§ **Brief**
Should a line below contain the word "balloon", report it.

Data entries:

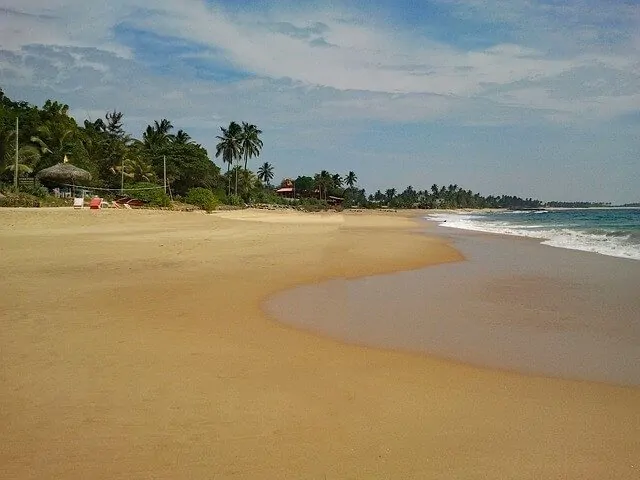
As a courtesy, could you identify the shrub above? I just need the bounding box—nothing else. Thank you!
[127,182,171,208]
[224,194,244,207]
[0,191,72,208]
[0,192,41,207]
[21,184,50,198]
[185,187,219,212]
[298,198,329,212]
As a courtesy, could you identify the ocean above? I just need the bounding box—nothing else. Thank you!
[428,208,640,261]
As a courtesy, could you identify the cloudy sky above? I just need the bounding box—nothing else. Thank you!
[1,0,639,203]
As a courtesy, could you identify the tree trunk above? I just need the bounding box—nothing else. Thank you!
[234,160,239,196]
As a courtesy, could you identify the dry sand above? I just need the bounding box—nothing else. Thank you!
[1,207,638,479]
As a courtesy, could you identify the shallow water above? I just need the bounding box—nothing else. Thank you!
[266,225,640,386]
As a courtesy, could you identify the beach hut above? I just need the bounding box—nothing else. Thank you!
[276,178,295,199]
[36,157,92,196]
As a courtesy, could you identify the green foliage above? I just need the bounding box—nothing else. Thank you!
[225,194,244,206]
[0,191,70,207]
[252,188,290,205]
[127,182,171,207]
[257,161,274,186]
[20,184,50,198]
[185,187,219,212]
[0,192,40,207]
[294,176,314,194]
[298,198,329,212]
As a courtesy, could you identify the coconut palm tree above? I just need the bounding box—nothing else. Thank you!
[30,124,76,170]
[314,170,333,200]
[111,157,155,183]
[257,161,274,186]
[239,122,263,172]
[173,130,193,145]
[1,129,40,177]
[332,173,343,189]
[345,171,357,189]
[215,121,242,196]
[124,157,155,183]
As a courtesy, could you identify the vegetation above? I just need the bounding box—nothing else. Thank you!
[185,187,219,212]
[5,88,617,212]
[545,201,612,208]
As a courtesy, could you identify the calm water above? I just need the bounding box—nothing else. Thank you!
[428,208,640,260]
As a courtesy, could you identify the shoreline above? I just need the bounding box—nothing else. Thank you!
[2,208,639,479]
[266,216,640,386]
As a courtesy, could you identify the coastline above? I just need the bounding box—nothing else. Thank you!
[267,217,640,385]
[1,208,639,479]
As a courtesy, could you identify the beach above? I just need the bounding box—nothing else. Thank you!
[1,208,639,479]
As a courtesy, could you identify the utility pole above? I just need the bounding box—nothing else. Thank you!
[14,117,19,189]
[163,155,167,194]
[120,157,124,194]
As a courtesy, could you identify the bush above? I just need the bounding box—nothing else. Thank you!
[0,191,72,208]
[21,184,50,198]
[0,192,41,207]
[298,198,329,212]
[185,187,219,212]
[127,182,171,208]
[224,194,244,207]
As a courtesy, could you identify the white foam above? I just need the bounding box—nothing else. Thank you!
[426,213,640,261]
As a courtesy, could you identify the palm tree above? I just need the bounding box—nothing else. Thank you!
[215,121,242,195]
[385,188,396,204]
[2,129,40,177]
[332,173,343,189]
[173,130,193,145]
[30,124,76,170]
[257,161,274,187]
[314,170,333,200]
[142,119,174,151]
[345,171,358,189]
[124,157,155,183]
[111,156,155,184]
[239,122,263,171]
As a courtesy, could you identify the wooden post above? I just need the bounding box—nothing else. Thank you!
[14,117,19,189]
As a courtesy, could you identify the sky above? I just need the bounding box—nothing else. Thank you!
[0,0,639,203]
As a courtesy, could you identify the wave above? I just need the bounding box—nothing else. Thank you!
[426,213,640,261]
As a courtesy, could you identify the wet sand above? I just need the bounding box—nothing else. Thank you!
[1,208,639,479]
[267,221,640,385]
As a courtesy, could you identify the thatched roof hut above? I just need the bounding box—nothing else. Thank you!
[36,162,92,185]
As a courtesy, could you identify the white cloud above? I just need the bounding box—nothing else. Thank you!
[0,0,639,202]
[1,0,639,122]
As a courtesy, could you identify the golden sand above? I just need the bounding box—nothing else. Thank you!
[1,208,638,479]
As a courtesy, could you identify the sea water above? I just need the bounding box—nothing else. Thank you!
[428,208,640,261]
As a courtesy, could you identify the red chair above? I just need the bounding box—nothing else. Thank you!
[89,197,102,209]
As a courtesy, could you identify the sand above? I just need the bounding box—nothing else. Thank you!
[268,223,640,385]
[1,207,639,479]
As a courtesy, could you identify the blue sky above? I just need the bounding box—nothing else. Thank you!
[1,0,639,202]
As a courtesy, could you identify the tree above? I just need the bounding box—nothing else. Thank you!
[385,188,396,203]
[294,176,314,196]
[215,121,242,196]
[332,173,343,189]
[239,122,263,171]
[30,124,77,170]
[1,129,40,178]
[345,171,358,189]
[314,170,333,200]
[121,157,155,183]
[173,130,193,145]
[257,161,274,186]
[105,110,125,138]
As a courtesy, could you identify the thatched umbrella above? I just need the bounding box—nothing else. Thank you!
[36,158,92,186]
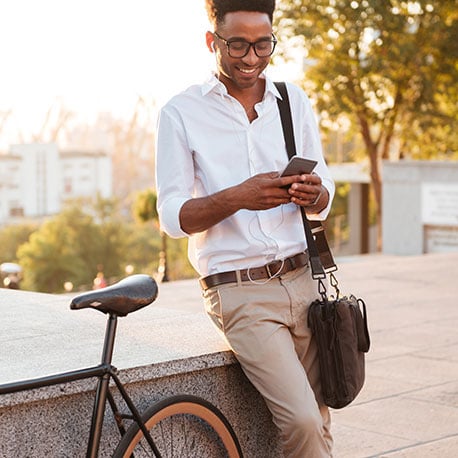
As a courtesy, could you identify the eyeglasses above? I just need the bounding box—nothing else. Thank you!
[213,31,277,58]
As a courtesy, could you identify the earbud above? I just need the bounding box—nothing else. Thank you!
[211,42,216,52]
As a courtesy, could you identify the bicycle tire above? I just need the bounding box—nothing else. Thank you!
[112,394,243,458]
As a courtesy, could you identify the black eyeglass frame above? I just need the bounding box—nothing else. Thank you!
[213,31,277,58]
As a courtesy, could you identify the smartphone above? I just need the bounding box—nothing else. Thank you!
[281,156,317,177]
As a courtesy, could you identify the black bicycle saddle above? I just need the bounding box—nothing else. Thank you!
[70,274,158,316]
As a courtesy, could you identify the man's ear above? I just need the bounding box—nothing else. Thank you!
[206,31,215,53]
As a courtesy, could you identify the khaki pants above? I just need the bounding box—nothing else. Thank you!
[203,265,333,458]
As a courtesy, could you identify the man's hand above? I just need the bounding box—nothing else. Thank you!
[236,172,303,210]
[179,172,328,234]
[287,173,328,212]
[179,172,304,234]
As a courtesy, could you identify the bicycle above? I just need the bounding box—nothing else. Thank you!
[0,274,243,458]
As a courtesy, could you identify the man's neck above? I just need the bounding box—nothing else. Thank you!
[219,76,266,121]
[223,76,264,98]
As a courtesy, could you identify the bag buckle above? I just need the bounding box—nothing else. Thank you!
[330,272,340,298]
[311,256,326,280]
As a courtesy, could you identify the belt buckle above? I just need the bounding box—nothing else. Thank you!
[266,262,274,279]
[266,259,284,279]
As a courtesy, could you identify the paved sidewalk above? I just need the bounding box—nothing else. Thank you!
[158,252,458,457]
[326,252,458,457]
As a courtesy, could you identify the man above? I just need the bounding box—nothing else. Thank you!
[156,1,334,456]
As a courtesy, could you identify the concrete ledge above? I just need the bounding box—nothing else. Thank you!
[0,288,282,457]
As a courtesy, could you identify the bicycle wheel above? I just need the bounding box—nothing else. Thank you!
[113,394,243,458]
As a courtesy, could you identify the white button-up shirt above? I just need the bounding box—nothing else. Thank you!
[156,74,335,276]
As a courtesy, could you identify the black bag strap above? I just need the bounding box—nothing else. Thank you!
[275,82,297,159]
[274,81,337,279]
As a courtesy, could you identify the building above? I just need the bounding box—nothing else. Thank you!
[383,160,458,254]
[0,143,112,225]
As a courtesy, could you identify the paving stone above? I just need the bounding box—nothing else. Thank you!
[380,434,458,457]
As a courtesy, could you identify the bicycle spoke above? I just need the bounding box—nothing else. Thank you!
[113,396,242,458]
[121,413,231,457]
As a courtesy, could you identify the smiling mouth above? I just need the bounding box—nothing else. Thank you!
[238,67,257,74]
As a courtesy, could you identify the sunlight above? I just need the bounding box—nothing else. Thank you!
[0,0,300,148]
[0,0,213,146]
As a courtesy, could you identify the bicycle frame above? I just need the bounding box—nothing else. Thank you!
[0,313,160,458]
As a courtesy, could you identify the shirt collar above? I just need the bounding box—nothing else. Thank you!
[201,74,226,96]
[265,76,282,100]
[201,73,282,101]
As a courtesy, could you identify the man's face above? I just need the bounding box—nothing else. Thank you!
[211,11,273,91]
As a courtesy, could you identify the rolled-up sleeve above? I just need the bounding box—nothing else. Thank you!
[155,106,193,238]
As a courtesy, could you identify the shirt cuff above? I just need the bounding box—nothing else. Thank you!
[158,197,190,238]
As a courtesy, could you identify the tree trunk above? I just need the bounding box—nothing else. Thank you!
[368,147,382,251]
[358,116,383,251]
[157,231,169,282]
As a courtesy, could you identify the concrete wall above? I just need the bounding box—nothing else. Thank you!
[0,359,281,457]
[0,288,282,457]
[382,161,458,255]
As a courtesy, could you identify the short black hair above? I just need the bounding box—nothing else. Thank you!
[205,0,276,28]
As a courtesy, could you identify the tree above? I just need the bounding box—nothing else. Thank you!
[89,195,128,278]
[17,199,128,293]
[32,98,74,143]
[12,194,193,291]
[132,188,158,223]
[132,188,169,282]
[17,214,87,293]
[276,0,458,246]
[131,189,197,281]
[124,222,162,276]
[0,223,37,264]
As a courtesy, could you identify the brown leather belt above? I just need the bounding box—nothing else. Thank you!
[199,251,309,291]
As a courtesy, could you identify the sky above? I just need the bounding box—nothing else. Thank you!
[0,0,301,148]
[0,1,208,146]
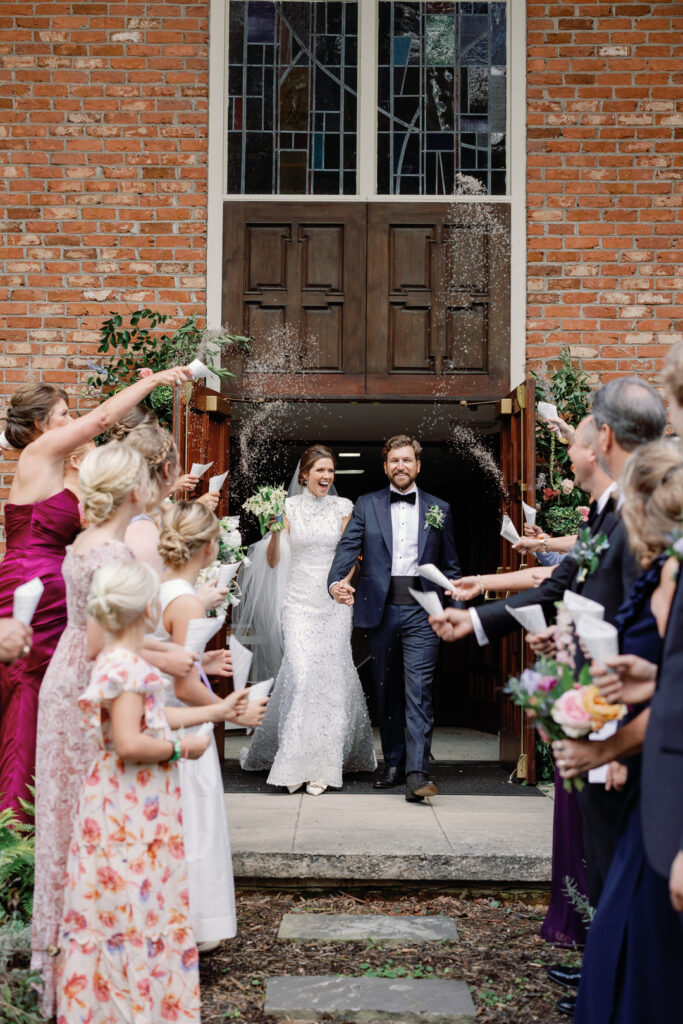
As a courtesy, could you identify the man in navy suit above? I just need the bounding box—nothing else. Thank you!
[327,435,462,802]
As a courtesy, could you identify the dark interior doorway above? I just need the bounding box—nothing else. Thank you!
[229,407,508,736]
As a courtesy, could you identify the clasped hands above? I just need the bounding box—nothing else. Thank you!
[330,581,355,606]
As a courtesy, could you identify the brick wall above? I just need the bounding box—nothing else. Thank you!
[526,1,683,384]
[0,0,210,495]
[1,0,682,464]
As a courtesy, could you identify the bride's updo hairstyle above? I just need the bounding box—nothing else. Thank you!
[158,500,220,568]
[124,422,180,509]
[78,442,149,526]
[3,382,68,450]
[622,438,683,568]
[87,559,159,634]
[107,403,157,443]
[298,444,336,485]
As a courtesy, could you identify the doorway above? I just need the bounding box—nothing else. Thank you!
[228,399,510,757]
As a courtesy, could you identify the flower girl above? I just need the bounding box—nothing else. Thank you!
[57,559,249,1024]
[155,500,268,951]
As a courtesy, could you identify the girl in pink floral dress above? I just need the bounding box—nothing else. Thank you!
[57,559,250,1024]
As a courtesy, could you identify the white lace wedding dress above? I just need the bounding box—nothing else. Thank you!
[240,490,377,788]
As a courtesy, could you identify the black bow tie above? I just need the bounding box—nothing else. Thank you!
[390,491,416,505]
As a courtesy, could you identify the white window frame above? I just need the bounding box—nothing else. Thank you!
[206,0,526,386]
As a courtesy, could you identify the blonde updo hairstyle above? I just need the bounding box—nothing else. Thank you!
[107,404,157,443]
[158,500,220,568]
[87,559,159,635]
[3,382,68,450]
[622,439,683,568]
[78,442,149,526]
[124,422,179,510]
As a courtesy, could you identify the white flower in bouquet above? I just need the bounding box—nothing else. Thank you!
[243,484,288,536]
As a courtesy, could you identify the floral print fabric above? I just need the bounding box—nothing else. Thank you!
[56,648,200,1024]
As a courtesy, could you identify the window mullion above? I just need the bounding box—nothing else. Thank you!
[357,0,378,199]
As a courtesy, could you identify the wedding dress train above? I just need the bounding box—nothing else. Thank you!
[240,490,377,788]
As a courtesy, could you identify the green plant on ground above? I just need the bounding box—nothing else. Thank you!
[0,920,41,1024]
[0,801,35,924]
[563,875,595,924]
[86,309,252,430]
[357,959,436,979]
[535,736,555,783]
[532,349,593,535]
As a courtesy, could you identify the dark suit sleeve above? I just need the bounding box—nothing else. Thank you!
[440,504,463,608]
[327,496,366,592]
[475,555,578,640]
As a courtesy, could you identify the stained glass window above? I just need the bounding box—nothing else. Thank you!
[227,1,358,195]
[377,2,507,195]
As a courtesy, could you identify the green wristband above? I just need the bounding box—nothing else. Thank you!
[168,737,181,763]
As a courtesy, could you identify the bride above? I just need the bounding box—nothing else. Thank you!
[239,444,376,794]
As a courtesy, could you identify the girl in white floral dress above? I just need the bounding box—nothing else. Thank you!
[57,560,250,1024]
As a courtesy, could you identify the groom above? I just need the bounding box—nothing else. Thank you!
[327,435,462,802]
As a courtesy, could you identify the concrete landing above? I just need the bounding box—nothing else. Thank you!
[226,791,553,883]
[277,913,459,944]
[265,976,476,1022]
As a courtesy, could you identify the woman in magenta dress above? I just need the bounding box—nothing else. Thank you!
[0,367,192,820]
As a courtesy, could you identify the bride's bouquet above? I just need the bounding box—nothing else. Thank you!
[504,603,626,791]
[242,484,287,536]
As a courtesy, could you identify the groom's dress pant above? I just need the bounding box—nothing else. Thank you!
[366,594,441,775]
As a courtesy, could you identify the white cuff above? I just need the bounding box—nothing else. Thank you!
[469,608,489,647]
[329,581,340,593]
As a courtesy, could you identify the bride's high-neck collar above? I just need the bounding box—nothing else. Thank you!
[302,487,328,503]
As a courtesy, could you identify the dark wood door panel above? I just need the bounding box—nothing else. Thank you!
[367,202,510,396]
[223,202,366,398]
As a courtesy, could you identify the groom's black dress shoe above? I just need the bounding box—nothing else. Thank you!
[372,766,405,789]
[547,965,581,989]
[405,772,438,802]
[556,996,576,1017]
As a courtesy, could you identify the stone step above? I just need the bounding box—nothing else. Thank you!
[277,913,459,945]
[265,976,476,1023]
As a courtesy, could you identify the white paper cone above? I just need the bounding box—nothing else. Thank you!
[229,634,253,691]
[505,603,547,633]
[217,562,240,588]
[12,577,44,626]
[500,514,520,544]
[189,461,213,478]
[417,563,454,591]
[188,358,211,380]
[576,617,619,664]
[247,678,274,701]
[563,590,605,625]
[408,587,445,619]
[538,401,559,422]
[209,470,228,493]
[522,501,537,529]
[183,615,223,656]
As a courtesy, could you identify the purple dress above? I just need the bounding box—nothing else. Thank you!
[0,490,80,820]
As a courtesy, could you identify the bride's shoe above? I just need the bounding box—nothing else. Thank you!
[306,781,327,796]
[287,783,303,793]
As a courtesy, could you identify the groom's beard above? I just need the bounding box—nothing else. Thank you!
[386,470,418,491]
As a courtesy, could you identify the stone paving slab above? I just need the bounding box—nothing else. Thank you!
[227,793,552,882]
[277,913,459,945]
[265,976,476,1022]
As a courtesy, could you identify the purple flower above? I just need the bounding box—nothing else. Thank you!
[518,669,558,694]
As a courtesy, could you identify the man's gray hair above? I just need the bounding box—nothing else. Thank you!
[592,376,666,452]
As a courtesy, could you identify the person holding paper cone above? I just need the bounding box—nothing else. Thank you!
[155,501,267,952]
[0,619,32,664]
[327,435,462,802]
[0,367,192,823]
[550,438,683,1024]
[240,445,376,795]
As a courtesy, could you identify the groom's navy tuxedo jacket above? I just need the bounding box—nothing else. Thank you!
[327,487,462,630]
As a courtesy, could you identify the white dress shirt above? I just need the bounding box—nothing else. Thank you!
[390,484,420,576]
[469,480,619,647]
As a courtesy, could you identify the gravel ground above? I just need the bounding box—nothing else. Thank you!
[200,887,583,1023]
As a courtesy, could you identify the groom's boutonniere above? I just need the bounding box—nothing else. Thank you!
[424,504,445,531]
[571,527,610,583]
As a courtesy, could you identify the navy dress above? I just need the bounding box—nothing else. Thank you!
[574,557,683,1024]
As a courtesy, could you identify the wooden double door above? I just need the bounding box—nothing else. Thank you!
[222,201,510,401]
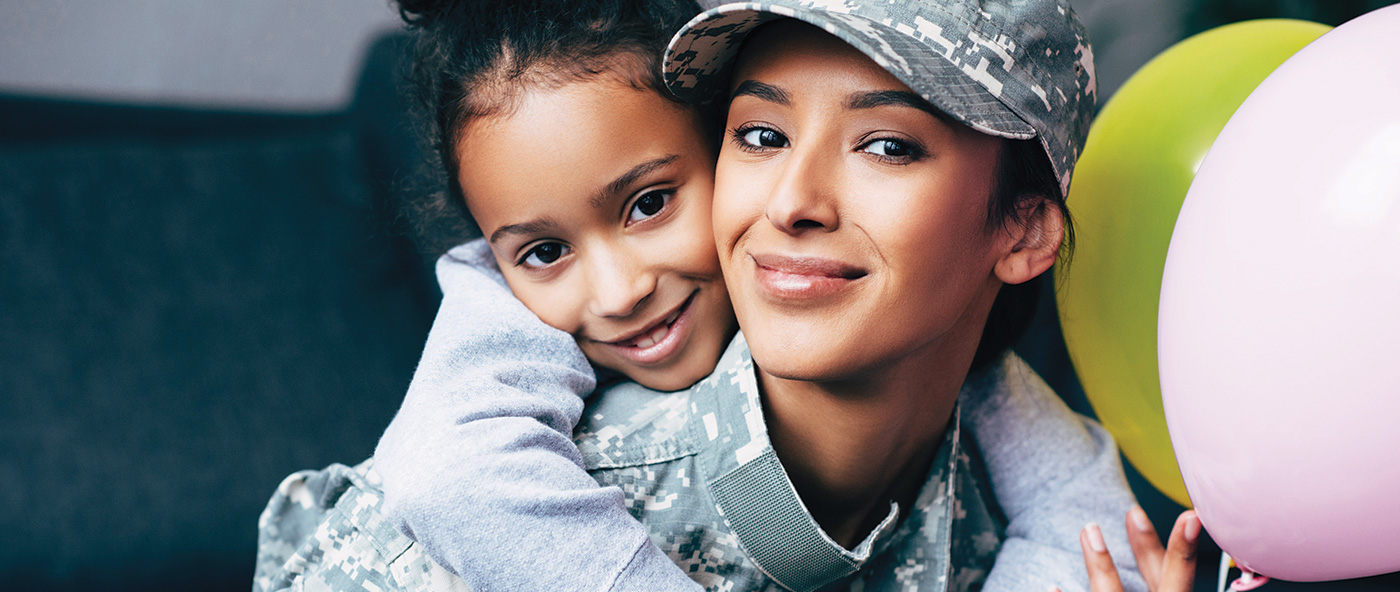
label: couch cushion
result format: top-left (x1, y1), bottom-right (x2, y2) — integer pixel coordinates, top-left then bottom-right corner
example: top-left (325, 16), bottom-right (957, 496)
top-left (0, 117), bottom-right (434, 590)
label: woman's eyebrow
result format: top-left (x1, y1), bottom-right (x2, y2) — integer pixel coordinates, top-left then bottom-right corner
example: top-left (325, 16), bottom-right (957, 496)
top-left (845, 90), bottom-right (950, 122)
top-left (589, 154), bottom-right (680, 210)
top-left (489, 218), bottom-right (560, 245)
top-left (730, 80), bottom-right (791, 105)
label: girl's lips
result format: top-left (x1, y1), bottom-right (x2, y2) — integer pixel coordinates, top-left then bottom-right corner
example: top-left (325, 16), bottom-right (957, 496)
top-left (599, 292), bottom-right (696, 365)
top-left (751, 253), bottom-right (867, 301)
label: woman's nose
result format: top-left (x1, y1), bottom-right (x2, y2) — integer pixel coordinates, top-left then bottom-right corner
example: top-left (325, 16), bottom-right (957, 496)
top-left (765, 141), bottom-right (839, 235)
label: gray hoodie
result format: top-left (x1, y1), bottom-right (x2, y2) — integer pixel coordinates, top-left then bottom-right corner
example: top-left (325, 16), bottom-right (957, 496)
top-left (368, 239), bottom-right (1146, 592)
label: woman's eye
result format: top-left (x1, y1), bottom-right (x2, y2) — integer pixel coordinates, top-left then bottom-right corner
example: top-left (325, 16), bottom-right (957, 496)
top-left (627, 189), bottom-right (674, 224)
top-left (862, 138), bottom-right (915, 158)
top-left (738, 127), bottom-right (789, 149)
top-left (521, 242), bottom-right (570, 268)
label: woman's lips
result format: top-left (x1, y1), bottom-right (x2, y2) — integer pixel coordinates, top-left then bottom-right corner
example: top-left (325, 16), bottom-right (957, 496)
top-left (599, 292), bottom-right (696, 365)
top-left (751, 253), bottom-right (867, 301)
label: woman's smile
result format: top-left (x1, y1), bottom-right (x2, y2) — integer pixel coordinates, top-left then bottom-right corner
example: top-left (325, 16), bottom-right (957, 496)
top-left (750, 253), bottom-right (868, 301)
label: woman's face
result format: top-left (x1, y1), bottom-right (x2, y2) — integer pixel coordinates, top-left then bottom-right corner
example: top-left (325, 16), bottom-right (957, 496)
top-left (713, 22), bottom-right (1017, 382)
top-left (457, 76), bottom-right (735, 391)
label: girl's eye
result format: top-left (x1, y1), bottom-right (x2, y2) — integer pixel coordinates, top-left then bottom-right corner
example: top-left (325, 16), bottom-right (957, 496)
top-left (627, 189), bottom-right (674, 224)
top-left (520, 242), bottom-right (570, 268)
top-left (737, 127), bottom-right (789, 149)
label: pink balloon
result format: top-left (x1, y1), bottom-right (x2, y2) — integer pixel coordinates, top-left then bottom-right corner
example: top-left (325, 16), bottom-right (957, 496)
top-left (1158, 6), bottom-right (1400, 583)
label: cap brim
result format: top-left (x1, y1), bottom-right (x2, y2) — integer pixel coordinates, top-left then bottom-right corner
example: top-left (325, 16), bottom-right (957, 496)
top-left (664, 2), bottom-right (1037, 140)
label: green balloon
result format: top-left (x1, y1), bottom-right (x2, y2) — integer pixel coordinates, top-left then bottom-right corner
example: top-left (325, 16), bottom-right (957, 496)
top-left (1058, 19), bottom-right (1331, 507)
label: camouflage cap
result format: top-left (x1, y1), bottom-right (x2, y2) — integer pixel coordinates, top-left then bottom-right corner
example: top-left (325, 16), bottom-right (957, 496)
top-left (664, 0), bottom-right (1097, 196)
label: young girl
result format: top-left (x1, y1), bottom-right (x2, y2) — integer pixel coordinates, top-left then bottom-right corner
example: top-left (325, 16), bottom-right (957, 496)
top-left (255, 0), bottom-right (1148, 590)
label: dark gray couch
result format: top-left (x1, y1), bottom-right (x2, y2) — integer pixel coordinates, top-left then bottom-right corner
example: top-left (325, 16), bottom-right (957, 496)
top-left (0, 34), bottom-right (438, 592)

§ **Exercise response**
label: pink balloon
label: green balloon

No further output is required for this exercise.